━━━ DOCUMENT TEXT ━━━
New overland trade routes with Pakistan are allowing goods destined for the Islamic Republic to bypass a US blockade now entering its fifth week, preserving Iran's access to regional markets and potentially opening a new commercial pathway towards Central Asia.
Last month, Pakistan's Ministry of Commerce issued a dry, technical and easy-to-miss regulatory order known as SRO 691, which designated six transit routes for cargo arriving in Iran from third countries through Pakistani territory.
Reviving a project that had remained dormant for nearly two decades, the Pakistani government said the six corridors will connect Pakistan's ports of Karachi, Port Qasim and Gwadar with the Iranian border crossings of Gabd and Taftan through Balochistan.
The shortest route, linking Gwadar to Gabd, would place the Iranian border within a two-to-three-hour drive, compared with up to 18 hours from Karachi.
The announcement, which offered much-needed reprieves for both Pakistan and Iran, came days after a second round of US-Iran negotiations collapsed and as American naval pressure on Iranian ports severely disrupted maritime trade.
Reports indicated that thousands of containers bound for Iran were stranded at Karachi port, while war-risk insurance premiums near the Strait of Hormuz and the Persian Gulf surged, prompting many shipping operators to halt Iran-bound cargo.
"Iran can benefit from these corridors," Fatemeh Aman, an independent analyst specialising in Iran and South Asia, told Middle East Eye.
"The Islamic Republic can reduce some dependence on vulnerable maritime routes and maintain limited regional trade under sanctions and regional tensions."
━━━
SET TASK ::
In the passage on Pakistan's trade corridors to Iran, which Pakistani port and which Iranian border crossing does the shortest route connect?
━━━ EXTRACTED DATA ━━━
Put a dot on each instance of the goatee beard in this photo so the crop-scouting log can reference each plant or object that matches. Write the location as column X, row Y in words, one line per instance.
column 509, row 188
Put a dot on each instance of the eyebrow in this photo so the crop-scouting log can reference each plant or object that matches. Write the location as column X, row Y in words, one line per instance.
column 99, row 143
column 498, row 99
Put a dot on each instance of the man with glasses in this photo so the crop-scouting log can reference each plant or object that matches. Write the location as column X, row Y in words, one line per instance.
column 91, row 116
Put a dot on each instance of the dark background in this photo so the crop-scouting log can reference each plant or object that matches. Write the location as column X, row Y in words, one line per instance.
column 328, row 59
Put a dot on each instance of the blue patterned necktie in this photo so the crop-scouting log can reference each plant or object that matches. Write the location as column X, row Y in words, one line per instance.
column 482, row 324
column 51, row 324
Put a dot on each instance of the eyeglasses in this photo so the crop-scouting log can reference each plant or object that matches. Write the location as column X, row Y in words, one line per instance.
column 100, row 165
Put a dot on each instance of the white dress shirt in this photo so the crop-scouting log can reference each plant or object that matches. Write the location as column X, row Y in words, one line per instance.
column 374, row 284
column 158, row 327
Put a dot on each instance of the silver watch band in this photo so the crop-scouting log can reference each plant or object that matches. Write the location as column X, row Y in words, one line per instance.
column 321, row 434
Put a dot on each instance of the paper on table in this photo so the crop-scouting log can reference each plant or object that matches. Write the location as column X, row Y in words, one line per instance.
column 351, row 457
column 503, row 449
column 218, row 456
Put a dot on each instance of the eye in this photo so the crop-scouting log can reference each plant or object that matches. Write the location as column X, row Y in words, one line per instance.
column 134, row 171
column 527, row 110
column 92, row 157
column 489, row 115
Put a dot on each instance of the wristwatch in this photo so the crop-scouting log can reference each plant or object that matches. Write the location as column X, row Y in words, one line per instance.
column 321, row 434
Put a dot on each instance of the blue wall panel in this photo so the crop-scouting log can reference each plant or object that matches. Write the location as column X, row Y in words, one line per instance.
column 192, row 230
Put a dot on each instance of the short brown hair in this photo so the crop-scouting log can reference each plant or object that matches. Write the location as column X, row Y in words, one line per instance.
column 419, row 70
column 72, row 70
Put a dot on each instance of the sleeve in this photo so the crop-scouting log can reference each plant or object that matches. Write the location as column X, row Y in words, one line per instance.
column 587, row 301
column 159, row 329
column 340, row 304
━━━
WRITTEN SOLUTION ::
Gwadar and Gabd.